#### Text block:
_ _ _ _
Tuesday, November 22, 2005

Just when you think it is safe to go back in the water...

What happens that makes bad feelings sneak up on you and kick your ass when you stop looking for them? Sitting here and I have had the best couple days of work in a while. Was seriously kicking ass and then it just started coming in waves. Started small and then a rogue wave hit me in the back of the head with a tire iron. Did I mention that I am not a strong swimmer due to my heritage.

So, I am sitting here trying to wade through it and affirmate myself out of it. There is really no reason for it. Things are pretty good. I haven't drank in a week. Obi Wan weekend which consisted of hiding out in my apartment for 48 hours was a grand success. I watched some movies, read a self-help book and got my computer back to pirate mode and things seemed pretty good. Got to work on Monday recharged and it felt great. I'm starting to think that since Wednesdays are my bad days, it's because this is a three day week and today is technically Wednesday. T-giving (not just another day) is starting to get to me, too, I think. Plus, on top of everything, I stumbled upon my marriage certificate in my car while trying to find an annoying squeak coming from the backseat. I need to move on. What's done's done and what'll be'll simply be. This week will be the test to see if I Wellbutrate for the rest of the holiday season. It has always been hard for me even when I am happy, so we'll see. Perhaps it is just mild seasonal affected disorder symptoms, but what do I know about any of that stuff? It's like Astrology in my eyes.

In other news, I have given my myspace password to someone which is basically like letting them see you naked. Wait...I guess it is the next step past that. Not bad for someone with severe trust issues.
_ _ _ _
#### Provided data:

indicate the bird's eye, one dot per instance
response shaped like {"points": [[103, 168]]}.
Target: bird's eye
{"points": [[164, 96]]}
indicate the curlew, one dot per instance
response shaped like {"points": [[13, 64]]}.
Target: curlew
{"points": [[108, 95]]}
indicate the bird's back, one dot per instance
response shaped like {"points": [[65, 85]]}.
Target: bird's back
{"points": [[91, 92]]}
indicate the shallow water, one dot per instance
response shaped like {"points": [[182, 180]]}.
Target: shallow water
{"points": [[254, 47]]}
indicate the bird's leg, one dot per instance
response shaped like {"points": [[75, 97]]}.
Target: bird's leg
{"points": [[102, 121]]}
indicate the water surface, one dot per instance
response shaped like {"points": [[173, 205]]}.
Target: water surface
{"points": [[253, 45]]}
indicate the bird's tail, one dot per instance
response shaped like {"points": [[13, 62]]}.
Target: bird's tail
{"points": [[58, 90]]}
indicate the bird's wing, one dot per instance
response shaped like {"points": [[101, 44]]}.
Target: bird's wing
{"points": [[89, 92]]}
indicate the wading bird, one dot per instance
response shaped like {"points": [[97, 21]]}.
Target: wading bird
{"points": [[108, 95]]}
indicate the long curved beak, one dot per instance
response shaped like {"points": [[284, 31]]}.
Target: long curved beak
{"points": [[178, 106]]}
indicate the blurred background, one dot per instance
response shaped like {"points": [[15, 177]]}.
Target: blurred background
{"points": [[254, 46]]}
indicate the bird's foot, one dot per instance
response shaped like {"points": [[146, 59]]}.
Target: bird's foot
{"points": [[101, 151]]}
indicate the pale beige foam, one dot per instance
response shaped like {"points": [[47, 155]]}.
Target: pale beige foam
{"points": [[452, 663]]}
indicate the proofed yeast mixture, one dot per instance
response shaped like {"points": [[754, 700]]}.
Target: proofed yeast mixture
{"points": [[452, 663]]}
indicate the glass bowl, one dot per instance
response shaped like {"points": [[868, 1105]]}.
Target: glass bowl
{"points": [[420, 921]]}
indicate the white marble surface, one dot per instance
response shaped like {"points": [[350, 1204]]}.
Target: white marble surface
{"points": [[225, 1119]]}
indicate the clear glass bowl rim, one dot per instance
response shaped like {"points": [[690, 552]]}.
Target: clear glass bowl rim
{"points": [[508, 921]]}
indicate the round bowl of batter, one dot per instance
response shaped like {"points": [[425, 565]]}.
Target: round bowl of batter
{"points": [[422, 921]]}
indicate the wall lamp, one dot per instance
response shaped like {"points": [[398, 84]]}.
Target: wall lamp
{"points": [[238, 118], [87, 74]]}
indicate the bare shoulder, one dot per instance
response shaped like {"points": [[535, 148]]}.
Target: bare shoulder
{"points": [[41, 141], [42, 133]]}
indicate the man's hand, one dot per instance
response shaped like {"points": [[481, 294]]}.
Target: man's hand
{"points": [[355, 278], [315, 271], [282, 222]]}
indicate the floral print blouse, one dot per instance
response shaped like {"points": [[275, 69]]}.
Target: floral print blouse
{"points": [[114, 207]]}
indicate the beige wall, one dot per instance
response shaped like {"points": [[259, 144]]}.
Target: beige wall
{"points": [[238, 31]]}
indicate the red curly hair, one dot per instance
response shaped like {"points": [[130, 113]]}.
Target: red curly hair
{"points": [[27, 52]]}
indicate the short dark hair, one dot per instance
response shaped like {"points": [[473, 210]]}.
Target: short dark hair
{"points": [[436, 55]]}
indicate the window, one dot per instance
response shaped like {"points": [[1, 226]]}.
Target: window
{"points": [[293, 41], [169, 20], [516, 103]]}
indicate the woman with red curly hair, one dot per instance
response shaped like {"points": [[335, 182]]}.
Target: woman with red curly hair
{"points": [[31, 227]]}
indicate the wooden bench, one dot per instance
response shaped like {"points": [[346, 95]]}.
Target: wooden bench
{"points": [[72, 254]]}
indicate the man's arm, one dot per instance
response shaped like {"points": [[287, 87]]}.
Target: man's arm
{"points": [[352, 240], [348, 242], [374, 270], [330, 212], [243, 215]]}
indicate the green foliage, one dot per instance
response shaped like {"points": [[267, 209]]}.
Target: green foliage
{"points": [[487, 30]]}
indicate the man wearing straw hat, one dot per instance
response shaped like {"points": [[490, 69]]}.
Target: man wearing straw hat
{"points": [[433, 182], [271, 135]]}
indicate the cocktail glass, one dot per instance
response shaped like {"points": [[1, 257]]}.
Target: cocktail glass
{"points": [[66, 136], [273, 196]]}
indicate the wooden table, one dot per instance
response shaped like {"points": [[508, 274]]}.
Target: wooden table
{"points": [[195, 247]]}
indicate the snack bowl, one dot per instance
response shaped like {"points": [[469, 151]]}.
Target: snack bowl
_ _ _ _
#### Complete the following:
**A.** Answer these questions about the blog post, each in a line of its own:
(i) How long has the writer gone without drinking?
(ii) What did the writer find in the car, and what was the writer doing at the time?
(iii) What has the writer given to someone?
**B.** Summarize the blog post in two sentences.

#### Answers provided:
**A.**
(i) A week.
(ii) The writer's marriage certificate, found while trying to locate an annoying squeak coming from the backseat.
(iii) The writer's myspace password.

**B.** After a couple of the best days of work in a while, the writer is hit by waves of bad feelings with no clear reason, since things are going fairly well, with a week without drinking and a weekend at home that was a grand success. The writer thinks the three-day week and Thanksgiving may be to blame, mentions coming across the marriage certificate in the car, and ends by noting having given a myspace password to someone despite severe trust issues.